Quoted passage:
Their creation was a gleaming beacon of glass, chrome and tile. The 15-cent burgers and 10-cent fries were a bargain mom and dad could trust, because the kitchen was visible and the whole facility was spotless.
What customers may not have grasped, but competing restaurateurs readily did, were the operational breakthroughs. The concept borrowed elements of Henry Ford’s assembly line strategy for boosting output at minimal cost—everything was conceived to maximize efficiency. Every element seemed like a reinvention.
McDonald’s also recognized the potential of the suburbs and the increasingly important role automobiles were playing in post-World War II America.
The concept would become as much of an American icon as Disney, Chevrolet or NBC.
Chez Panisse
Even by the free-thinking standards of Berkeley, Calif., circa 1971, Chez Panisse was a firebomb lobbed amid restaurant convention. Local iconoclast Alice Waters and her artsy, nonconformist acquaintances wanted to create a bistro that delivered the attention guests would enjoy at a small dinner party, but at a much higher level of quality and artistry. All the ingredients would be fresh, because they were seasonal and locally grown.
Decades before the notion of farm-to-fork fare would catch hold, Chez Panisse was specializing in it. The approach of using local components from a network of growers in the region was such a novelty for the time that it was given a new label: California cuisine.

Required actions:
1. Print the full passage about McDonald's and Chez Panisse word for word.
2. Render every line of the records as a numbered list, leaving out any blank lines.
The passage and the records are unrelated to each other.

Data excerpts:
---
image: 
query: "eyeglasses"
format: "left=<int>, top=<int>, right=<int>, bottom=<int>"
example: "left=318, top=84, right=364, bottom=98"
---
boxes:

Answers to the exercise:
1.
Their creation was a gleaming beacon of glass, chrome and tile. The 15-cent burgers and 10-cent fries were a bargain mom and dad could trust, because the kitchen was visible and the whole facility was spotless.
What customers may not have grasped, but competing restaurateurs readily did, were the operational breakthroughs. The concept borrowed elements of Henry Ford’s assembly line strategy for boosting output at minimal cost—everything was conceived to maximize efficiency. Every element seemed like a reinvention.
McDonald’s also recognized the potential of the suburbs and the increasingly important role automobiles were playing in post-World War II America.
The concept would become as much of an American icon as Disney, Chevrolet or NBC.
Chez Panisse
Even by the free-thinking standards of Berkeley, Calif., circa 1971, Chez Panisse was a firebomb lobbed amid restaurant convention. Local iconoclast Alice Waters and her artsy, nonconformist acquaintances wanted to create a bistro that delivered the attention guests would enjoy at a small dinner party, but at a much higher level of quality and artistry. All the ingredients would be fresh, because they were seasonal and locally grown.
Decades before the notion of farm-to-fork fare would catch hold, Chez Panisse was specializing in it. The approach of using local components from a network of growers in the region was such a novelty for the time that it was given a new label: California cuisine.

2.
1. ---
2. image: 
3. query: "eyeglasses"
4. format: "left=<int>, top=<int>, right=<int>, bottom=<int>"
5. example: "left=318, top=84, right=364, bottom=98"
6. ---
7. boxes:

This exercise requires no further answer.